Written instruction: Omit every picture and write out the rest of the records exactly.

Records:
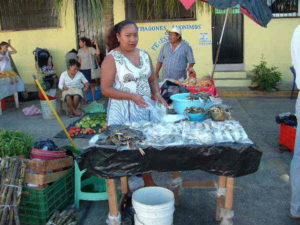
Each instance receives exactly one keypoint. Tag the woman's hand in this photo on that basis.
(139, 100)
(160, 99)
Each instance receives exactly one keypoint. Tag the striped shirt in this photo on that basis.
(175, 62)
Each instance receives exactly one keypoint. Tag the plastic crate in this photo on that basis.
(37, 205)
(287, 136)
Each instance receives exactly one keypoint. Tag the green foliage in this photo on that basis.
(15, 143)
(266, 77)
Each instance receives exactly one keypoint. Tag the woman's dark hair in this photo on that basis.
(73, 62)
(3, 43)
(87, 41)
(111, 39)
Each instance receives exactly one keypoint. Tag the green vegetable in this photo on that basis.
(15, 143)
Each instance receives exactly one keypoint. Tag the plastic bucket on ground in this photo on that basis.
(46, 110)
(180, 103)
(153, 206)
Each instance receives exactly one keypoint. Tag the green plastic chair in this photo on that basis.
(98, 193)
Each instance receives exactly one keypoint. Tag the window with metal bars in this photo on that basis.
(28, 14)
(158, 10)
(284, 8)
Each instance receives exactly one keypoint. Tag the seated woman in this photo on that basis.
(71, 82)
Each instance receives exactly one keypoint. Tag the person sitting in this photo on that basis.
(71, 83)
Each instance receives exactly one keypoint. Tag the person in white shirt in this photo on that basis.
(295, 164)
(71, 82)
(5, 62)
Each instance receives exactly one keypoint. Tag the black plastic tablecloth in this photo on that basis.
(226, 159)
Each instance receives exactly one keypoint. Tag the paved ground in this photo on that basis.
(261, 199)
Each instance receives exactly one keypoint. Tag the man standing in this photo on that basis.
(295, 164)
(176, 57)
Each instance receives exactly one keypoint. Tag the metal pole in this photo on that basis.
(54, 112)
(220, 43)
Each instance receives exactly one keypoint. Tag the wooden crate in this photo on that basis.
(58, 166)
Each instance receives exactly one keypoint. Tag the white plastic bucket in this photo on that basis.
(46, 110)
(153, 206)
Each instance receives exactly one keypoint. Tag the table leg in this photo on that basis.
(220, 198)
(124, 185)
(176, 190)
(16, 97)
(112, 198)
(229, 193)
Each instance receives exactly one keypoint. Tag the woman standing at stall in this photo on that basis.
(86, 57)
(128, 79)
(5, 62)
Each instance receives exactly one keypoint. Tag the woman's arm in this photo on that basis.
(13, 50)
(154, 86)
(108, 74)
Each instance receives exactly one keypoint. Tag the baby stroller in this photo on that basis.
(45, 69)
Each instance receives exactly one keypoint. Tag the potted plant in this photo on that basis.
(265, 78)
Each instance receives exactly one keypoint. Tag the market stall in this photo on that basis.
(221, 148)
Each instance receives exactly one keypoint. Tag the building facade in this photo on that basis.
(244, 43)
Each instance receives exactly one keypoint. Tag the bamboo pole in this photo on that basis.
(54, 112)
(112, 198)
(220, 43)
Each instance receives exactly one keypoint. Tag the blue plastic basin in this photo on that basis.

Solution for this problem:
Each instance receives exactly one keypoint. Tag the woman's hand in this photo on that basis.
(139, 100)
(160, 99)
Each instance receives exactly one keypoint. Tag the striped shirt in this photo on that basis.
(175, 62)
Each instance receives exactly one keypoint. Tag the plastic crate in this photo on that basis.
(37, 205)
(287, 136)
Each instance receives exactly one keypoint. Tag the green foliage in this photo on that basis.
(15, 143)
(266, 77)
Each instance receives exactly one keypoint. Tag the woman's dark hair in this photo on that basis.
(73, 62)
(3, 43)
(87, 41)
(111, 39)
Each instance receives exactly one keypoint. Tag the green vegetable in this photo on that basis.
(15, 143)
Each instance receives exactly one keypoint. Tag the plastic bucket on ground in this photo on that basis.
(46, 110)
(180, 103)
(153, 206)
Each instance receives exactly one keypoint. Tag the green plastic chair in this photo on that basis.
(98, 193)
Each instance receives exactly one keypoint. Tag the window with metal bars in this photo on that basis.
(28, 14)
(158, 10)
(284, 8)
Each instance receives exactly one keypoint. Tag the seated woman in this photo on that basis.
(71, 82)
Each instance receives exactly one keypoint. Tag the person sitting in this photo on that basis.
(71, 83)
Each instance receives exactly one keypoint. Tag the person in white shirt in this photo on that basis.
(295, 164)
(71, 82)
(5, 62)
Each instance receives exactly one keypoint. Tag the black plastic tablecloth in this photo on that basis.
(226, 159)
Each instance receives exactly one keypoint. Tag the paved ground in this photo on that basis.
(261, 199)
Each instance receives exactly one keypoint. Tag the man standing in this photo on that basis.
(295, 164)
(176, 57)
Each instance receives exactly one keypoint. Tag the metal pole in this photo on that basis.
(54, 112)
(220, 43)
Each instance receives exactly one keypoint. Tag the wooden crate in this photo on that basis.
(58, 166)
Each instance receives exactly one keypoint. Tag the white plastic bucket in this photo on that basis.
(46, 110)
(153, 206)
Each instance receives exactly one keypoint. Tag the table leg in this photo on that basis.
(220, 198)
(124, 185)
(176, 190)
(16, 97)
(112, 198)
(229, 193)
Each instance receives exactly one keypoint. Tag the woman standing at stall in this photo on that basis.
(86, 57)
(128, 79)
(5, 62)
Each instance receives exactly one keypoint. Tag the woman's arm in this photo on that basis.
(13, 50)
(154, 86)
(108, 74)
Each instance receives exactly one keypoint. Tag the baby stroller in this photo on that basis.
(45, 69)
Each instance receives exactly one keypoint. Tag the potted plant in this photo on that basis.
(265, 78)
Each instance receives exactly one keypoint. Tag the market stall in this photo on that basis.
(221, 148)
Each instance receives exactly one keypoint. Tag the building facade in this photo on that basis.
(244, 43)
Each instance receives exactly one keypoint. Tag the bamboo pole in this photo on that basis.
(54, 112)
(112, 198)
(220, 43)
Each instance receives exactly one keypoint. Tag the blue plastic basin in this photo on that basis.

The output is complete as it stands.